RECORDS PROVIDED =
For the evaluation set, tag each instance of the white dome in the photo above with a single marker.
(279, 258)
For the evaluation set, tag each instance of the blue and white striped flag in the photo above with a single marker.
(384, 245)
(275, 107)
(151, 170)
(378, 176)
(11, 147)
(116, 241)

STATED GOAL =
Please rewrite the rows above, replacing "evaluation set" with "test set" wherever it appears and leaving everything else unchanged.

WRITTEN RESPONSE =
For the test set, tag each instance of the white dome in the photo above with a single marker.
(279, 258)
For the test set, tag each instance of the blue and white striped flag in the photo above with a single marker.
(384, 245)
(275, 107)
(151, 170)
(378, 176)
(11, 147)
(116, 241)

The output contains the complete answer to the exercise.